* [The request]
Update the lines below by replacing every "keypoint" with "marker" and keeping everything else the same. Leave the pictures out of your answer.

* [Data to process]
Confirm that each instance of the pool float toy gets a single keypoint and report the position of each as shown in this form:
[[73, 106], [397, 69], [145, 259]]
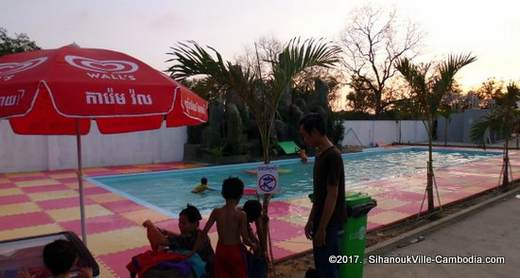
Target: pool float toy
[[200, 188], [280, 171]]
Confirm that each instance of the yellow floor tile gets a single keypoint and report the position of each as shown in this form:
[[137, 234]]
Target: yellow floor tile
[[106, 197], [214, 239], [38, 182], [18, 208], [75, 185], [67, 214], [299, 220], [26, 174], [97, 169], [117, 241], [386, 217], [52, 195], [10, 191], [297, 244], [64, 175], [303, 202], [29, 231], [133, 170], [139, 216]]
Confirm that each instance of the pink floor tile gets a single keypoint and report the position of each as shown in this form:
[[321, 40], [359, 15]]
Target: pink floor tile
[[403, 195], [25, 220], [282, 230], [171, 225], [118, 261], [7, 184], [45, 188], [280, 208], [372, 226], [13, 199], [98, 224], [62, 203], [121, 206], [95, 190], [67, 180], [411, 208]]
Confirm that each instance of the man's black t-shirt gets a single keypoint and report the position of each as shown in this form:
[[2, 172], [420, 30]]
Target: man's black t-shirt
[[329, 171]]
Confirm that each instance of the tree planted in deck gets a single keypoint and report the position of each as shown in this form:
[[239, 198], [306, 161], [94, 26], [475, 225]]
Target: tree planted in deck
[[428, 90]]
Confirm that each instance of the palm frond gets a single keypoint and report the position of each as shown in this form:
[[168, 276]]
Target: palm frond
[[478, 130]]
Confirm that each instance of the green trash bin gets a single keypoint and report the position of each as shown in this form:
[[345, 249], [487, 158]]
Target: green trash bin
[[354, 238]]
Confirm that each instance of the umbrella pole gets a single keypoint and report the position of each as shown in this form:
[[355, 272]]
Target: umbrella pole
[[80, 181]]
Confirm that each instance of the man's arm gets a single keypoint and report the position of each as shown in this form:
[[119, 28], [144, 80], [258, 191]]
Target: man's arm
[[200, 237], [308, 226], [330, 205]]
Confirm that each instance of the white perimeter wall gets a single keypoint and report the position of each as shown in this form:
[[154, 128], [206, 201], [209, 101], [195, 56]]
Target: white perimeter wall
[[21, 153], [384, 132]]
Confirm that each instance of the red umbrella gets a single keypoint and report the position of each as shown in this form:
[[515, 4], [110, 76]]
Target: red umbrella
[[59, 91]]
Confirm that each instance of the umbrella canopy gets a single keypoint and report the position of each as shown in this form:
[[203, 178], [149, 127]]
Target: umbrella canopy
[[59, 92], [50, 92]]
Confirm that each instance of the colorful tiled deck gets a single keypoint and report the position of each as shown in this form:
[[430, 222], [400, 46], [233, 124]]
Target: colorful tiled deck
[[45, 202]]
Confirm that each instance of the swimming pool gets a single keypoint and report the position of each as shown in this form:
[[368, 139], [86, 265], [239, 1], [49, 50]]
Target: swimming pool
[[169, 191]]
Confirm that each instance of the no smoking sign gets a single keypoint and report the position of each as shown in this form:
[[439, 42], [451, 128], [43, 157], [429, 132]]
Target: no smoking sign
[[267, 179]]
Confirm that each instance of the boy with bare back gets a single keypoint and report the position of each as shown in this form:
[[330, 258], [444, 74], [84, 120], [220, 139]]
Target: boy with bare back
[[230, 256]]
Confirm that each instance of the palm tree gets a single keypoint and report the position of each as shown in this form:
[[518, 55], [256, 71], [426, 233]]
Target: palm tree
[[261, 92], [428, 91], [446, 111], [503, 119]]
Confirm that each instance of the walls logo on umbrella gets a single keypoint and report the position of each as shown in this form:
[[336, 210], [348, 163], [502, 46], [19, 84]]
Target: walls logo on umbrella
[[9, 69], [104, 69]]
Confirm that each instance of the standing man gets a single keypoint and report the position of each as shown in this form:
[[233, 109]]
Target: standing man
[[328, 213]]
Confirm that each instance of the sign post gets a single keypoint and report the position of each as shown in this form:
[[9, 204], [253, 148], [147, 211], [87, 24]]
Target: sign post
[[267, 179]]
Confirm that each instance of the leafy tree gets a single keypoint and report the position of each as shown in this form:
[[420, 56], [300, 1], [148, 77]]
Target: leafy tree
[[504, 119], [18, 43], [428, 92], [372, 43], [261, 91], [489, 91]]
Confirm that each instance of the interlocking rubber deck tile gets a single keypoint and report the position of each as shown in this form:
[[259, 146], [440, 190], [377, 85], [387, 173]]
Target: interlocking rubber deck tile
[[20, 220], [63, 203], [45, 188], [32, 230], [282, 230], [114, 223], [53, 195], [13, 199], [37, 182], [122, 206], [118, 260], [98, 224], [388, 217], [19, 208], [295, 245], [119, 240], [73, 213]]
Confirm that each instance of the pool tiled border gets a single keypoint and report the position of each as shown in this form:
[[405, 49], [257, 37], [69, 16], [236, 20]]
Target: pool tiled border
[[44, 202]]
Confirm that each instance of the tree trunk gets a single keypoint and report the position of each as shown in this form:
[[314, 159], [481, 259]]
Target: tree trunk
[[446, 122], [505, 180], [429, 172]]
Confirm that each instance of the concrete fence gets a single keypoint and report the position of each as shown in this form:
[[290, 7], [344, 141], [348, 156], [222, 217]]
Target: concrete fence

* [Result of the task]
Confirm that each instance of the pool float toy gets a single marker and report the position of each as shown in this form:
[[73, 106], [397, 69], [145, 259]]
Target: pool float toy
[[200, 188], [280, 171]]
Confirm that each instance of the yellow floor tile gets a single marker and report the position of each as shown in this form:
[[137, 234]]
Target: yellow floor tile
[[106, 197], [214, 239], [38, 182], [18, 208], [75, 185], [67, 214], [299, 220], [26, 174], [97, 169], [117, 241], [386, 217], [52, 195], [10, 191], [297, 244], [64, 175], [303, 202], [29, 231], [133, 170], [139, 216]]
Confirm that each instance of the pink floor tile gets a single marker and report the position of each as shown in this form:
[[321, 40], [359, 15]]
Target: pink floor tile
[[403, 195], [25, 220], [282, 230], [171, 225], [118, 261], [7, 184], [45, 188], [280, 208], [372, 226], [13, 199], [98, 224], [62, 203], [121, 206], [95, 190], [67, 180], [411, 208]]
Confirm that each instance of the man's black t-shirt gets a single marker and report the position of each as shown in this form:
[[2, 172], [420, 30]]
Target: man's black t-shirt
[[329, 171]]
Confirm that each instance of the tree planted in deck gets a single marker and report the position of each as shown in this form:
[[239, 198], [306, 161], [94, 26], [475, 225]]
Target: tree planted in deck
[[428, 90]]
Confirm that each instance of the palm frond gets a single marker and report the position of each as shown in this form:
[[168, 276]]
Target: palm frond
[[478, 130]]
Confirm that each instance of the green trash bin gets a single marker and report the position of each as shown in this form:
[[345, 249], [487, 158]]
Target: green trash bin
[[354, 238]]
Confirm that each instance of the umbrella pole gets a single marker and report the position of each as shown in this form:
[[355, 272]]
Target: umbrella pole
[[80, 181]]
Confirm that each instance of the man's arm gets a single marker and report the position of each as shown in this form:
[[119, 28], [144, 80], [258, 191]]
Target: man's arm
[[200, 237], [308, 226], [330, 205]]
Confirm that each instance of the white perimeter wall gets a single marker and report the position of each as shown in this form:
[[154, 128], [206, 201], [209, 101], [195, 56]]
Target: white perimeter wall
[[21, 153], [384, 132]]
Confirm that each instance of the red umbrella gets a single marker and report the position of each as shown in this form:
[[515, 4], [110, 76]]
Target: red umbrella
[[59, 91]]
Confirm that each instance of the umbrella canopy gets a single marker and report the position of each as shown in this form:
[[203, 178], [149, 127]]
Target: umbrella canopy
[[59, 92], [50, 92]]
Confirm that each instance of the colorful tiled deck gets a single marker and report the position of each as shown in this form:
[[430, 222], [400, 46], [233, 124]]
Target: colorful tiled deck
[[45, 202]]
Confirm that each instance of the swimming pool gets a single marker and report the position of each as shown in this form:
[[368, 139], [86, 265], [239, 1], [49, 50]]
Target: swimming pool
[[169, 191]]
Confirm that each instance of the no smoking sign gets a single marker and report the position of each as shown in this form:
[[439, 42], [451, 128], [43, 157], [429, 132]]
Target: no smoking sign
[[267, 179]]
Confirm that each instance of the boy with bare back gets a single marker and report the position of each as shown in this form:
[[330, 258], [444, 74], [84, 120], [220, 139]]
Target: boy with bare back
[[230, 256]]
Confirm that each instance of the palm tree gets a single marker and report the position of each as shown in this form:
[[518, 55], [256, 71], [426, 233]]
Target: palm tree
[[261, 92], [428, 91], [446, 111], [503, 119]]
Confirm that each instance of the walls logo on umbrella gets a single marker and report the position of each as shown in this form:
[[336, 210], [348, 163], [502, 46], [19, 84]]
Target: walls logo on umbrella
[[9, 69], [104, 69]]
Confirm that each instance of the standing man gets a single marker and report the position of each as shown in this form:
[[233, 109]]
Target: standing man
[[328, 213]]
Confirm that each instance of the sign post gets a single marker and report the position of each as shown in this form:
[[9, 204], [253, 148], [147, 211], [87, 24]]
Target: sign post
[[267, 179]]
Confirm that each instance of the leafy tree gets a single marker and report the position of each as shown in this form:
[[420, 56], [300, 1], [148, 77]]
Target: leafy tree
[[504, 119], [18, 43], [428, 92], [372, 43], [261, 91], [489, 91]]
Confirm that each instance of the interlocking rubber deck tile gets a single marker and report the position of each as shown in this form:
[[259, 146], [440, 190], [377, 85], [387, 173]]
Target: interlocking rubber deck tile
[[20, 220], [63, 203], [45, 188], [32, 230], [282, 230], [114, 223], [53, 195], [13, 199], [37, 182], [122, 206], [118, 260], [98, 224], [388, 217], [19, 208], [295, 245], [119, 240], [73, 213]]
Confirm that each instance of the pool tiled border gets a single marker and report the position of each as shown in this form:
[[405, 49], [257, 37], [69, 16], [236, 20]]
Target: pool tiled border
[[44, 202]]
Confirm that each instance of the tree trunk gets a single marker and report the position of each as shown in this form:
[[314, 159], [481, 259]]
Target: tree trunk
[[446, 122], [505, 180], [429, 172]]
Confirm that each instance of the concrete fence gets a single marker and report the position of each as shown in this form:
[[290, 7], [344, 141], [348, 156], [222, 217]]
Target: concrete fence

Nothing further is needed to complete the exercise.